EXERCISE INSTRUCTIONS |
1. In the passage on self-employment, condense the paragraph beginning "Canadian rates of own account self-employment" into a shorter version that keeps its main facts.
2. Format everything in the records from the line containing "--target chair leg" down to the line containing "Provide the outline of every instance of the chair leg", both included, as a Markdown table with the columns Number and Record line, leaving out blank lines.

— Start SOURCE TEXT —

A. The Extent of Self-Employment
Until the 1970s, self-employment rates in Canada had been on a downturn due to decreased agricultural employment. From that point, however, self-employment rose steadily for almost two decades reaching a peak of approximately 17% in 1998 before falling back to about 15% in 2002. Levels remained relatively stable in the 2000s. In 2009, self-employment constituted 16% of employment in Canada. Ontario’s experience is reflective of Canada’s as a whole; self-employment has remained relatively stable over the past decade, with data suggesting that approximately 15% of the Ontario workforce was self-employed from 1999-2009.
B. Own-Account Self-Employment
The main area of vulnerability among the self-employed occurs among the own-account self-employed. Own-account self-employed people are those who “do not employ workers and who do not control the risks of the production process or accumulate capital.” Unlike traditional self-employment, it more closely resembles employment than entrepreneurship. In some cases, these workers may qualify as an employee under the Employment Standards Act. In other instances, workers may be self-employed but have only one client and be in a state of significant dependency upon that client, making them vulnerable to exploitation. Not all own-account self-employed workers are vulnerable, but own-account self-employment can be an indicator of precarity, particularly when coupled with low wages because it does not include the protections associated with employment (e.g., protection under the Employment Standards Act, 2000).
Canadian rates of own account self-employment grew dramatically between 1976 and 2000, from 4% to nearly 9% of total female employment and from 7% to 12% of total male employment. In the 1990s, nearly 45% of new employment emerged in the form of own-account self-employment. According to one research team, the “increase in own-account self-employment accounted for the entire increase in self-employment during the 1987–98 period”. This is consistent with findings across industrialized nations where growth in self-employment in the 1980s and 1990s was concentrated in own-account self-employment. Own-account self-employment also played a significant part in the more recent recessionary growth of self-employment.

— End SOURCE TEXT —
— Start DATASET —

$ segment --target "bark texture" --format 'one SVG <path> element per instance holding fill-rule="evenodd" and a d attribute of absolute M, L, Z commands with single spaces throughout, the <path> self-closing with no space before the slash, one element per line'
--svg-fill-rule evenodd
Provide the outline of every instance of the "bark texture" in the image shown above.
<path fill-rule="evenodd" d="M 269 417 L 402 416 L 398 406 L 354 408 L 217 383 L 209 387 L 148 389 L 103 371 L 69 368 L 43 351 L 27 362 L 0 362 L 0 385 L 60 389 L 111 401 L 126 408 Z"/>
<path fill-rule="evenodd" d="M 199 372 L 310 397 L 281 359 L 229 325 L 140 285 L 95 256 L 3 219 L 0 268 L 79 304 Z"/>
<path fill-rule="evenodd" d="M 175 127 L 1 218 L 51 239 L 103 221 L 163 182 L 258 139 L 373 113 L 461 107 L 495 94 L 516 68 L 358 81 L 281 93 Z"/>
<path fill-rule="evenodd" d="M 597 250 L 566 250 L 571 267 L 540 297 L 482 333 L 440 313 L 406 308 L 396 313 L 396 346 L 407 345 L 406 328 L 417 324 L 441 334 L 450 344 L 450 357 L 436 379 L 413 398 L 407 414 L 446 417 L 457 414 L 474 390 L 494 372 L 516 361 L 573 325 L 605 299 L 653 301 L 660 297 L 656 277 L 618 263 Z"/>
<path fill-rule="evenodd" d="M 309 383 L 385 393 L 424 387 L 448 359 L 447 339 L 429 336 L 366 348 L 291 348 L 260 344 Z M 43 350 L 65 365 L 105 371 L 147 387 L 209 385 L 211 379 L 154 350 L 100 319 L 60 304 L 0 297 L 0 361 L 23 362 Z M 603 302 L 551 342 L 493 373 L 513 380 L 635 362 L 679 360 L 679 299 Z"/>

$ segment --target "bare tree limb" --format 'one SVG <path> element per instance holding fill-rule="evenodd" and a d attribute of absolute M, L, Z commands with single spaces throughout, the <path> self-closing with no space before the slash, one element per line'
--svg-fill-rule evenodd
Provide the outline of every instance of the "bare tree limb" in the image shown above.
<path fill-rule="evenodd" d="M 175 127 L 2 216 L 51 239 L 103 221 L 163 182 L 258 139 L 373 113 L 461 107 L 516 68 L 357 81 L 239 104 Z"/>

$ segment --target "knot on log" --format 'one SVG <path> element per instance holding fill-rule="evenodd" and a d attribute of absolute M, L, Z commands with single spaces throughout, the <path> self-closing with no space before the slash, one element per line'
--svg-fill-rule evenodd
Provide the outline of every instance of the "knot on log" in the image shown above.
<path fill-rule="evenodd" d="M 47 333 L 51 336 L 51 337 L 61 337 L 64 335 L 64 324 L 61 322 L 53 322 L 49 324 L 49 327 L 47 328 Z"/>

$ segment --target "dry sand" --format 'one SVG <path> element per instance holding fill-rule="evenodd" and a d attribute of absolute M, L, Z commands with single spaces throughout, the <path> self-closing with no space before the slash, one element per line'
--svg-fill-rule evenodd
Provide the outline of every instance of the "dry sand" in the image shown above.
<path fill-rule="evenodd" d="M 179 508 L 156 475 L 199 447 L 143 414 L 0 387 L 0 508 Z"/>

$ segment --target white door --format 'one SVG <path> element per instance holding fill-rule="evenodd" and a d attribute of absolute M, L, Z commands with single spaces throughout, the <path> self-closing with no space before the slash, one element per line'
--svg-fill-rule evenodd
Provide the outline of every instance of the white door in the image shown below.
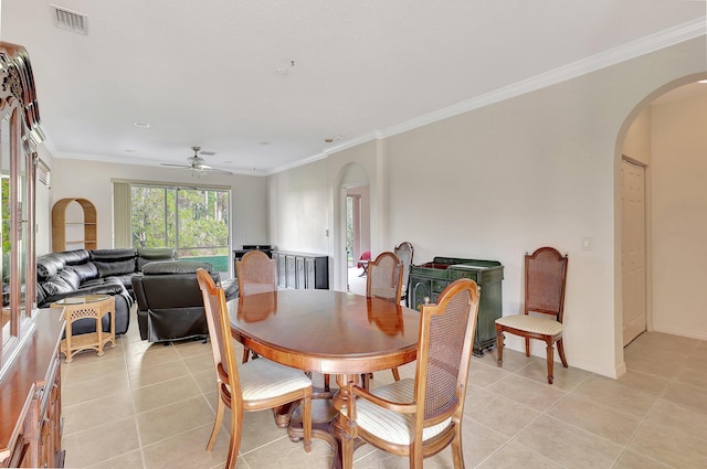
<path fill-rule="evenodd" d="M 623 344 L 646 330 L 645 168 L 621 162 Z"/>

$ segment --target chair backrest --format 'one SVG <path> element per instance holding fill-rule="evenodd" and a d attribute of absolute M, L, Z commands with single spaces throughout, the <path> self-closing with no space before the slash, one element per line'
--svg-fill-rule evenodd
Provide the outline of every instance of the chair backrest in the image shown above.
<path fill-rule="evenodd" d="M 562 322 L 567 262 L 567 255 L 553 247 L 526 254 L 526 315 L 529 311 L 552 315 Z"/>
<path fill-rule="evenodd" d="M 262 251 L 249 251 L 235 263 L 239 295 L 247 296 L 277 290 L 275 260 Z"/>
<path fill-rule="evenodd" d="M 380 253 L 376 260 L 368 263 L 366 296 L 400 301 L 402 292 L 402 264 L 391 252 Z"/>
<path fill-rule="evenodd" d="M 410 279 L 410 266 L 412 265 L 412 256 L 414 254 L 414 249 L 412 248 L 412 244 L 408 241 L 403 241 L 393 249 L 395 256 L 402 263 L 402 288 L 403 290 L 408 288 L 408 281 Z"/>
<path fill-rule="evenodd" d="M 235 362 L 235 350 L 231 338 L 231 320 L 229 319 L 225 294 L 223 288 L 217 286 L 204 269 L 197 270 L 197 280 L 203 297 L 203 307 L 207 311 L 211 351 L 219 386 L 222 388 L 225 386 L 223 391 L 231 395 L 231 408 L 235 413 L 242 406 L 243 398 Z"/>
<path fill-rule="evenodd" d="M 436 305 L 423 305 L 420 318 L 415 429 L 431 417 L 462 418 L 472 358 L 478 288 L 463 278 L 450 284 Z"/>

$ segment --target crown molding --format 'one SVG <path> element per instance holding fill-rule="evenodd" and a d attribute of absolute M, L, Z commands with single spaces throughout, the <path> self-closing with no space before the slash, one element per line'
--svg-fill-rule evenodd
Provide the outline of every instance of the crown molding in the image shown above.
<path fill-rule="evenodd" d="M 469 110 L 510 99 L 526 93 L 535 92 L 540 88 L 556 85 L 558 83 L 648 54 L 651 52 L 659 51 L 662 49 L 689 41 L 690 39 L 699 38 L 700 35 L 705 35 L 707 31 L 706 21 L 707 17 L 701 17 L 683 24 L 678 24 L 675 28 L 669 28 L 604 52 L 600 52 L 599 54 L 582 58 L 581 61 L 572 62 L 561 67 L 541 73 L 528 79 L 500 87 L 475 98 L 425 114 L 384 129 L 381 132 L 382 138 L 413 130 L 442 119 L 468 113 Z"/>

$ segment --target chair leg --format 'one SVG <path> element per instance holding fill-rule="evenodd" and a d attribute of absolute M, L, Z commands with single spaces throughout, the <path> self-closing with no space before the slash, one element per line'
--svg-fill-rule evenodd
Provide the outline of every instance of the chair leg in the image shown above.
<path fill-rule="evenodd" d="M 555 348 L 552 347 L 552 339 L 547 341 L 548 347 L 546 348 L 548 352 L 548 383 L 552 384 L 555 381 L 555 376 L 552 375 L 555 367 Z"/>
<path fill-rule="evenodd" d="M 370 379 L 373 373 L 361 373 L 361 387 L 368 391 L 368 386 L 370 385 Z"/>
<path fill-rule="evenodd" d="M 236 415 L 238 414 L 238 415 Z M 233 412 L 231 408 L 231 439 L 229 440 L 229 456 L 225 459 L 225 469 L 233 469 L 241 447 L 241 427 L 243 426 L 243 411 Z"/>
<path fill-rule="evenodd" d="M 452 439 L 452 461 L 454 469 L 464 469 L 464 449 L 462 447 L 462 426 L 457 425 Z"/>
<path fill-rule="evenodd" d="M 496 359 L 498 367 L 504 365 L 504 333 L 500 328 L 496 328 Z"/>
<path fill-rule="evenodd" d="M 211 451 L 213 444 L 217 443 L 219 430 L 221 430 L 221 425 L 223 424 L 223 415 L 225 414 L 225 404 L 223 403 L 223 399 L 221 399 L 221 396 L 218 396 L 218 399 L 217 416 L 213 418 L 213 428 L 211 429 L 209 443 L 207 443 L 207 451 Z"/>
<path fill-rule="evenodd" d="M 567 358 L 564 356 L 564 345 L 562 343 L 562 339 L 558 339 L 558 341 L 557 341 L 557 351 L 560 354 L 560 360 L 562 361 L 562 366 L 568 367 Z"/>
<path fill-rule="evenodd" d="M 312 396 L 306 396 L 302 406 L 302 429 L 304 430 L 305 452 L 312 451 Z"/>

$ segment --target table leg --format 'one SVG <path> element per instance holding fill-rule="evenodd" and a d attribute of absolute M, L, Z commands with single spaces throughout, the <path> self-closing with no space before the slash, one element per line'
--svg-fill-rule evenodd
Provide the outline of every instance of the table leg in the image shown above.
<path fill-rule="evenodd" d="M 338 411 L 331 422 L 331 435 L 336 438 L 334 448 L 335 469 L 351 469 L 354 467 L 354 451 L 356 450 L 356 420 L 348 419 L 341 411 L 348 409 L 351 394 L 349 383 L 358 380 L 357 374 L 338 374 L 336 383 L 339 391 L 334 395 L 334 408 Z"/>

— End DATASET —

ANSWER SET |
1. From 1976 to 2000, own-account self-employment in Canada rose from 4% to nearly 9% of female employment and from 7% to 12% of male employment. It made up nearly 45% of new employment in the 1990s. One research team found that it accounted for the entire increase in self-employment from 1987 to 1998. This matches other industrialized nations, where self-employment growth in the 1980s and 1990s was concentrated in own-account work. It also played a significant part in the more recent recessionary growth of self-employment.

2.
| Number | Record line |
|---|---|
| 1 | $ segment --target chair leg --format 'one SVG <path> element per instance holding fill-rule="evenodd" and a d attribute of absolute M, L, Z commands with single spaces throughout, the <path> self-closing with no space before the slash, one element per line' |
| 2 | --svg-fill-rule evenodd |
| 3 | Provide the outline of every instance of the chair leg in the image shown above. |